SHORT TASK: A verbatim copy of the records is required, with all pictures left out.

RECORDS PROVIDED:
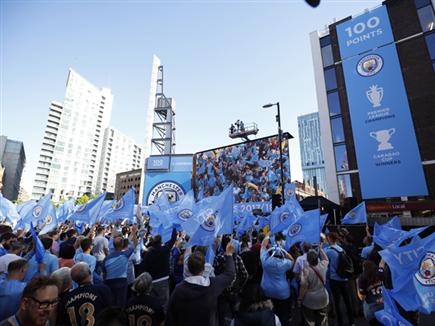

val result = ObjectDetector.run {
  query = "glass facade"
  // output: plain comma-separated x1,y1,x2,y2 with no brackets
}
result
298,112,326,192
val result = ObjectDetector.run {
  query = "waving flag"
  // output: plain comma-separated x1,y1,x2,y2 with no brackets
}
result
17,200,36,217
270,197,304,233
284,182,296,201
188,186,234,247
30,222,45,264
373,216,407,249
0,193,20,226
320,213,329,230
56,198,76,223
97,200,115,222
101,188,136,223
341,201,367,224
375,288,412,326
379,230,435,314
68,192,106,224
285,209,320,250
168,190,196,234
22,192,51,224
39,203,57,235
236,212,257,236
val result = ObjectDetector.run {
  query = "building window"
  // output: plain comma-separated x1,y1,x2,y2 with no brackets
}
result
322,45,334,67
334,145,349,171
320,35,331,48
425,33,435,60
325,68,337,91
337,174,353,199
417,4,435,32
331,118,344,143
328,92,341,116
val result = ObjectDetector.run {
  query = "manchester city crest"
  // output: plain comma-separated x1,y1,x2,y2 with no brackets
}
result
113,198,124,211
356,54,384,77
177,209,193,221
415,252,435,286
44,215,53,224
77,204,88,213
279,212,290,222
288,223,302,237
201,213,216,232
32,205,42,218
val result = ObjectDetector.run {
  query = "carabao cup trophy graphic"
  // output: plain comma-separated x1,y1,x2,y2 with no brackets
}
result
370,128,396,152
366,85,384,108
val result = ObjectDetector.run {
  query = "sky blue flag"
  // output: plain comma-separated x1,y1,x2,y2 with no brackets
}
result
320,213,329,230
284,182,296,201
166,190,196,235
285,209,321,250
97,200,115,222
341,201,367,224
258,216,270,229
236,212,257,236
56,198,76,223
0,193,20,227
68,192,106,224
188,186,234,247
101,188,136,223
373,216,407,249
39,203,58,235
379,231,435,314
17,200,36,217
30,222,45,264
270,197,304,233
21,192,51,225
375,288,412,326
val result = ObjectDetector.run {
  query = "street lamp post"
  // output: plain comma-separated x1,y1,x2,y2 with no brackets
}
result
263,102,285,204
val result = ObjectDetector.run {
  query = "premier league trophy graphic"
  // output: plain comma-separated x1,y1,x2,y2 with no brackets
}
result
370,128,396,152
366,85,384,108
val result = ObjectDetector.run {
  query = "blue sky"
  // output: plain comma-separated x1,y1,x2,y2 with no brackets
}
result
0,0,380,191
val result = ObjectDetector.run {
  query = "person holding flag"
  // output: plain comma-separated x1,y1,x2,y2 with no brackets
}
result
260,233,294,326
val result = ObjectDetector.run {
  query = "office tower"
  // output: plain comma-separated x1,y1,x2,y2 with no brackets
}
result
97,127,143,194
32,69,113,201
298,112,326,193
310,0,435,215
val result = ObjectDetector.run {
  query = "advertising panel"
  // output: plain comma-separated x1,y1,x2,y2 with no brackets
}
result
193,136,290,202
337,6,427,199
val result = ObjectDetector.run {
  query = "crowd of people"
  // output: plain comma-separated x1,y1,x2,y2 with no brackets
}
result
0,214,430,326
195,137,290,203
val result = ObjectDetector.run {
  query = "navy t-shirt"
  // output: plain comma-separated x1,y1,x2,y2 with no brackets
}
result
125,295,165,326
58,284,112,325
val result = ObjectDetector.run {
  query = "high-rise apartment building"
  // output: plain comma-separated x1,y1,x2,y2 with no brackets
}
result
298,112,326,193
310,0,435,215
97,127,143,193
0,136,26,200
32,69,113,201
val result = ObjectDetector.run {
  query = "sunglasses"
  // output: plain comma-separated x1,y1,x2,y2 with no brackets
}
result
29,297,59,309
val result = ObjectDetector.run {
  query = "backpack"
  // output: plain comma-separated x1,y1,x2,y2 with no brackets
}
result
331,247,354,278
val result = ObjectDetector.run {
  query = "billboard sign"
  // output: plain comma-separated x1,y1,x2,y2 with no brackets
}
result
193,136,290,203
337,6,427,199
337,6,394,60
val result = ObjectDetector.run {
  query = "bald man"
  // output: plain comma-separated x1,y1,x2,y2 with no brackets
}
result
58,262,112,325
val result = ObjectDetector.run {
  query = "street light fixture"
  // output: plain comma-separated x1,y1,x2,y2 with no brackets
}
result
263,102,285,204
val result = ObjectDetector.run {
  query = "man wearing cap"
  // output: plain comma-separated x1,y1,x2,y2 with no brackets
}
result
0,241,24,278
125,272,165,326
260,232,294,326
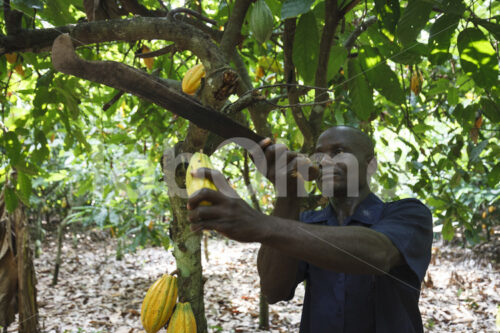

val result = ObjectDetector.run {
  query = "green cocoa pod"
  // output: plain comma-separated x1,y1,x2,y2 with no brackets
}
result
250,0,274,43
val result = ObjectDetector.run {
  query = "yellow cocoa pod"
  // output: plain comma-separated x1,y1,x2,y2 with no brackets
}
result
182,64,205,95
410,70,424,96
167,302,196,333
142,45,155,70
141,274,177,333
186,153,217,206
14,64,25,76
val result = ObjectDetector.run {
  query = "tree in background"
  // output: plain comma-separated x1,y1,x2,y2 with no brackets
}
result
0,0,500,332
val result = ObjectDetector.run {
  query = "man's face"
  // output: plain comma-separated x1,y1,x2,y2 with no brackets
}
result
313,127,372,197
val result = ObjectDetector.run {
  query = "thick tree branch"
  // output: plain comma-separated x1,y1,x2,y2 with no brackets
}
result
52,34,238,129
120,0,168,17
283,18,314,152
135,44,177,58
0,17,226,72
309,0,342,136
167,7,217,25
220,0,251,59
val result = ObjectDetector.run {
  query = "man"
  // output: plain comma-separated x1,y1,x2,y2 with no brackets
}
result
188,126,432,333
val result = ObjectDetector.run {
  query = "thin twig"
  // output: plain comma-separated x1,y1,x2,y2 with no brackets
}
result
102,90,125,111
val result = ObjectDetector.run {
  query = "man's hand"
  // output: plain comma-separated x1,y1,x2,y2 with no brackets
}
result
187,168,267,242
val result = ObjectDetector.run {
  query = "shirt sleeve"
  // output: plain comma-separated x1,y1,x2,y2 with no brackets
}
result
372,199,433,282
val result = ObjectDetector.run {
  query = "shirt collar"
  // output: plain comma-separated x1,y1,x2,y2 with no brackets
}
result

REPLY TO THE TASK:
val result = ObjectDetector.run {
  query = "glass facade"
  // output: plain comma-separated x1,y1,x2,y2 with no brackets
}
result
298,112,326,192
val result = ObjectDetector.run {
  query = "waving flag"
  // output: plain comma-separated x1,y1,x2,y2 with no brackets
}
result
17,200,36,217
270,197,304,233
284,182,296,201
188,186,234,247
30,222,45,264
373,216,407,249
0,193,20,226
320,213,329,230
56,198,76,223
97,200,115,222
101,188,136,223
341,201,367,224
375,288,412,326
379,230,435,314
68,192,106,224
285,209,320,250
168,190,196,234
22,192,51,224
39,203,57,235
236,212,257,236
val result = ObjectDetector.run {
  query = "building window"
  // output: plain comma-separated x1,y1,x2,y2 with no brackets
}
result
322,45,334,67
334,145,349,171
320,35,331,48
425,33,435,60
325,68,337,91
337,174,353,199
417,4,435,32
331,118,344,143
328,92,341,116
val result = ObjectDetector.run {
  query = "manchester city crest"
  // output: plain comma-separated x1,y1,x2,y2 with no brackets
}
result
113,198,124,211
356,54,384,77
177,209,193,221
415,252,435,286
44,215,53,224
77,204,88,213
279,212,290,222
288,223,302,237
201,213,216,232
32,205,42,218
val result = ObjectDetector.run {
  query = "carabao cup trophy graphic"
  // output: plain comma-separated x1,y1,x2,y2 with no brackets
}
result
370,128,396,152
366,85,384,108
val result = ObjectDetector.run {
  query = "sky blue flag"
  // output: plain comma-separated x1,y1,x2,y2 with no brackets
}
result
320,213,329,230
284,182,296,201
166,190,196,235
285,209,321,250
97,200,115,222
341,201,367,224
258,216,270,229
236,212,257,236
56,198,76,223
0,193,20,227
68,192,106,224
188,186,234,247
101,188,136,223
373,216,407,249
39,203,58,235
379,231,435,314
17,200,36,217
30,222,45,264
270,197,304,233
21,192,51,225
375,288,412,326
val result = ObjectDetector.run {
  query = "street lamp post"
  // output: plain comma-separated x1,y1,x2,y2 with no brackets
}
result
263,102,285,204
val result = ObjectDetector.run {
  query = "premier league trophy graphic"
  // output: plain comma-separated x1,y1,x2,y2 with no brackets
}
result
370,128,396,152
366,85,384,108
val result = ObjectDetector.run {
  query = "blue sky"
  // output: plain comma-separated x1,y1,x2,y2 with no brackets
}
result
0,0,380,191
val result = ObjectDetector.run {
  query = "person holding flag"
  // output: plain comma-separated x1,y1,x2,y2 with no brackets
}
result
260,233,294,326
val result = ObjectDetector.run {
  query = "office tower"
  // output: plain comma-separated x1,y1,x2,y2 with no brackets
}
result
97,127,143,194
32,69,113,201
298,112,326,193
310,0,435,215
val result = ObjectDetector.run {
  query = "advertising panel"
  // output: plain comma-separated x1,y1,x2,y2 with no brackets
}
result
193,136,290,202
337,6,427,199
val result = ObjectDetector.run {
  query = "crowd of people"
  // output: plain comma-separated x1,y1,x2,y2 with no brackets
}
result
0,214,430,326
195,137,290,203
val result = ObjectDetector.run {
  query = "navy t-shirt"
  // output: plain comma-separated x1,y1,x2,y2 with no brackets
}
result
125,295,165,326
58,284,112,325
val result = ObjectDetector.run {
  query = "high-rise apartment building"
  // output: plain comma-separated x1,y1,x2,y2 with no brackets
}
result
298,112,326,193
310,0,435,215
97,127,143,193
0,136,26,200
32,69,113,201
val result = ObjectDetector.run {
  query = "sunglasses"
  // output: plain comma-separated x1,y1,x2,y2 with no brackets
}
result
29,297,59,309
val result = ObjectDetector.run {
  query = "backpack"
  // output: plain comma-separated x1,y1,x2,y2 with no brackets
}
result
331,247,354,278
val result = ObjectDetector.run {
  query = "billboard sign"
  // output: plain comma-separated x1,y1,x2,y2 with no brackets
}
result
193,136,290,203
337,6,427,199
337,6,394,60
val result = ObjectDetector.run {
  query = "bald man"
  // output: plain comma-separated x1,y1,x2,y2 with no brackets
}
result
58,262,112,325
val result = ObjectDetector.run {
  query = "street light fixture"
  // output: plain comma-separated x1,y1,x2,y2 with no brackets
}
result
263,102,285,204
val result = ObjectDetector.run {
  query = "man wearing cap"
  // output: plain comma-separated x1,y1,x2,y2 with no brackets
}
result
0,241,24,278
125,272,165,326
260,232,294,326

val result = ObjectDetector.run {
  query = "green cocoa pod"
  // output: plain comma-separated x1,y1,x2,y2 with no brackets
}
result
250,0,274,43
val result = ObjectDetector.run {
  query = "yellow cocoa pod"
  // output: plain comma-separated x1,y1,x2,y2 with no brackets
}
result
182,64,205,95
410,70,424,96
167,302,196,333
142,45,155,70
141,274,177,333
186,153,217,206
14,64,25,76
val result = ObjectDetector.run {
  query = "tree in background"
  // output: plain comma-separated x1,y1,x2,y2 with no brackets
}
result
0,0,500,332
val result = ObjectDetector.run {
  query = "man's face"
  // output: plain comma-separated x1,y1,x2,y2 with no brackets
}
result
313,127,372,197
val result = ObjectDetector.run {
  query = "thick tree branch"
  // output: plain comma-separated x1,y1,x2,y2 with no brackets
}
result
52,34,238,129
120,0,168,17
283,18,314,152
135,44,177,58
0,17,226,72
309,0,342,136
167,7,217,25
220,0,251,59
val result = ObjectDetector.run {
  query = "man"
  // output: plain comma-separated x1,y1,x2,y2 with no brackets
}
result
188,126,432,333
val result = ObjectDetector.run {
  query = "thin twig"
  // output: plain comma-separated x1,y1,x2,y2 with no brackets
}
result
102,90,125,111
val result = ObjectDetector.run {
  query = "man's hand"
  // output: plain comma-separated x1,y1,x2,y2 with no brackets
}
result
187,168,267,242
val result = ObjectDetector.run {
  query = "shirt sleeve"
  // output: plain comma-separated x1,y1,x2,y2 with no brackets
}
result
372,199,433,282
val result = ObjectDetector.run {
  query = "shirt collar"
  // output: plain comma-separated x1,y1,x2,y2 with no brackets
}
result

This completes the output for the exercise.